:: THE DATA
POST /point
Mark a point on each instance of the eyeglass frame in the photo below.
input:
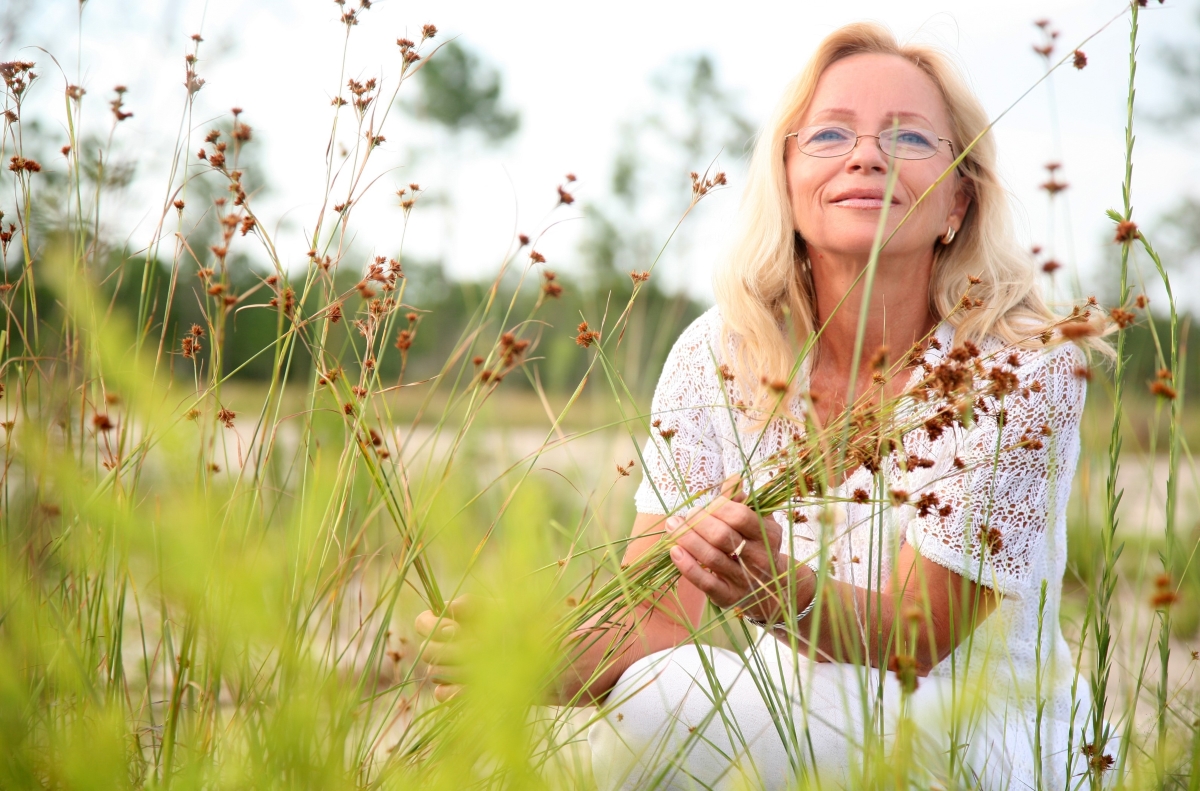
(879, 144)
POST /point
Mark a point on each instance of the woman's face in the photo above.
(837, 201)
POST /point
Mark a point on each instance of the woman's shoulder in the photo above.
(701, 339)
(1061, 359)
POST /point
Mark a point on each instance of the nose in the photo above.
(867, 157)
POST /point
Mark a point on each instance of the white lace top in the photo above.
(1014, 501)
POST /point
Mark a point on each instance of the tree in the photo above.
(460, 93)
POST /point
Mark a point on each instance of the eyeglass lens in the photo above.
(904, 143)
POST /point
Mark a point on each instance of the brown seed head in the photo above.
(1127, 231)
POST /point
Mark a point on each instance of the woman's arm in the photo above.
(927, 613)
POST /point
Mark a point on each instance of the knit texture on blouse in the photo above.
(995, 503)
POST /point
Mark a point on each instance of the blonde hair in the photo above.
(763, 281)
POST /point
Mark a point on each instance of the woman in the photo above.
(955, 587)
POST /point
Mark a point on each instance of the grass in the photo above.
(208, 582)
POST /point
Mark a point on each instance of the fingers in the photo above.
(711, 585)
(711, 557)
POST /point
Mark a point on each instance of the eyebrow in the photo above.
(846, 113)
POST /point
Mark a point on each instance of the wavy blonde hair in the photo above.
(765, 281)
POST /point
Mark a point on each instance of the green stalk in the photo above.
(1110, 550)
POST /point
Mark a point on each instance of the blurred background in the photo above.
(629, 100)
(574, 124)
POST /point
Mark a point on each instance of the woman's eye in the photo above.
(913, 137)
(829, 136)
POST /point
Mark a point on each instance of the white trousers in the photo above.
(699, 718)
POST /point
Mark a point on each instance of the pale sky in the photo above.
(576, 71)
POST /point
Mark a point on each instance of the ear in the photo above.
(963, 199)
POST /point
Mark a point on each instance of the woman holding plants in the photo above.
(909, 603)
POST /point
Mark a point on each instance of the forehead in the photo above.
(873, 89)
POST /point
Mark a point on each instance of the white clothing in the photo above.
(664, 729)
(1014, 499)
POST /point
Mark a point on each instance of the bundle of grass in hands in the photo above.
(947, 391)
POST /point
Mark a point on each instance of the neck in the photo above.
(898, 313)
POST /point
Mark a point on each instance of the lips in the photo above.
(862, 198)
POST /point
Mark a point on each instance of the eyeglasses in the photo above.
(903, 143)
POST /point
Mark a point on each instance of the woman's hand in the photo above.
(443, 648)
(731, 553)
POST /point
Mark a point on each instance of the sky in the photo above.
(576, 72)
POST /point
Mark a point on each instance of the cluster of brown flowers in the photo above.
(510, 354)
(1164, 592)
(1049, 36)
(586, 336)
(117, 105)
(565, 197)
(191, 343)
(1053, 185)
(550, 286)
(372, 441)
(17, 76)
(406, 336)
(408, 49)
(361, 93)
(19, 163)
(702, 186)
(1162, 385)
(1127, 231)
::::
:: TASK BRIEF ::
When you repeat the data, keep it exact and drop every picture.

:: EXERCISE RESPONSE ::
POST /point
Mark a point on each instance of the eyeglass frame in the photo below.
input:
(879, 144)
POST /point
Mark a point on each instance of the woman's face in the photo above.
(837, 201)
POST /point
Mark a point on each instance of the woman's shoulder in the photo above.
(701, 339)
(1061, 359)
POST /point
Mark a point on each instance of the nose in the photo above.
(867, 157)
POST /point
Mark a point on each instance of the white lace top in the photo above.
(1014, 501)
POST /point
Mark a point on each instance of the tree in the photo above.
(460, 93)
POST /point
Mark a point on each instance of the eyeglass lens in the photo above.
(904, 143)
POST /point
Mark a point on each instance of the brown seed head in the photo above.
(1127, 231)
POST /point
Mark a point on each instance of the woman's arm in the photo above.
(927, 613)
POST /point
Mark a point on each instance of the knit texture on blouse in the photo above.
(995, 503)
POST /point
Mark a point on each instance of the blonde hair in the photo above.
(763, 281)
POST /point
Mark a point on each instance of the woman in the photo above.
(955, 587)
POST /point
Mark a point on each instance of the grass in the photo above.
(208, 582)
POST /point
Mark a point on each instance of the fingers in the photo above.
(711, 585)
(711, 557)
POST /point
Mark a point on each instance of the eyebrow in the photo above.
(846, 113)
POST /point
Mark a point on each instance of the wavy blonde hair in the photo above.
(765, 281)
POST /point
Mark a point on each instance of the green stalk in the photo above.
(1110, 550)
POST /point
Mark a point on each instance of the blurred background in the photo above.
(629, 100)
(574, 124)
POST /point
Mark a point on each instance of the woman's eye in the photo above.
(913, 137)
(829, 136)
POST /point
Mark a point on each instance of the white trousers in the photo above.
(699, 718)
POST /point
Mark a point on each instance of the pale sky in the photo above.
(576, 71)
POST /point
Mark a point on each instance of the ear in the photo above.
(963, 199)
POST /point
Mark a point on each instance of the woman holding plants in the photo above.
(909, 603)
POST /point
Mark a point on each instance of the forehead in the photo above.
(873, 89)
POST /point
Mark a point on each instance of the white clothing in the photo above.
(664, 729)
(1014, 499)
POST /point
Mark a point on each instance of the bundle of grass in hands in the photo above.
(947, 391)
POST /point
Mark a point on each instance of the neck in the photo above.
(898, 313)
POST /point
Mark a point on each instance of the lips in the photo above.
(862, 198)
POST /point
Mark a point on each instance of the eyeglasses in the photo above.
(903, 143)
POST /point
Mark a point on each instance of the woman's hand in the photo above.
(443, 648)
(731, 553)
POST /point
Mark a point on each instance of the sky in the photo above.
(576, 72)
POST /point
Mark a point on each instance of the cluster of brown flowers in the photo above.
(510, 354)
(1164, 592)
(1049, 36)
(586, 336)
(117, 105)
(565, 197)
(191, 343)
(1053, 185)
(550, 286)
(372, 441)
(17, 76)
(406, 336)
(408, 49)
(361, 93)
(19, 163)
(702, 186)
(1162, 385)
(1127, 231)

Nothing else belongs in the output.